> Required task
Repeat the stretch of the listing below from the line containing "In this exercise you will spot each instance of the building" through the end of the listing, keeping every line unchanged.

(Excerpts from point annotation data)

** Start **

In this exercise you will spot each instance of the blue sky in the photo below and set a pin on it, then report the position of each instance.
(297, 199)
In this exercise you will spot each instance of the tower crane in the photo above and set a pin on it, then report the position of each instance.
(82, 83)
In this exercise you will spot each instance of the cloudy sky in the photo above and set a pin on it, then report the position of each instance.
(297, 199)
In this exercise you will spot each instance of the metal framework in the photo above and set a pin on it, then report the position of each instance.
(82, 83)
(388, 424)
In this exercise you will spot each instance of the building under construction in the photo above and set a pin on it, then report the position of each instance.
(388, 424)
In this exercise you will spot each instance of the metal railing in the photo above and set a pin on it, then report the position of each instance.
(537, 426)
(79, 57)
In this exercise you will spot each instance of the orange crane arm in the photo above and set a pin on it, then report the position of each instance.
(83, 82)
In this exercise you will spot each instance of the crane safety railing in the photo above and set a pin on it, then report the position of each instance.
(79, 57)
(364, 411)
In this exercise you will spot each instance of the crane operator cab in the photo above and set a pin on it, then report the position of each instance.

** End **

> Expected answer
In this exercise you will spot each instance of the building under construction in the photo above and set a pin on it, then report the position of each instance.
(388, 424)
In this exercise you will spot each instance of the metal railing in the photo above and set a pin on it, then report the position of each instance.
(537, 426)
(79, 57)
In this exercise you will spot each instance of the orange crane arm in the photo above and set a pin on it, then report the position of each instance.
(83, 82)
In this exercise you will spot each instance of the crane safety railing in the photo above and set a pin on it, then report the position of each instance.
(79, 57)
(364, 411)
In this exercise you will spot each instance of the crane operator cab in the photo above and set a pin on it, then report the position of each instance.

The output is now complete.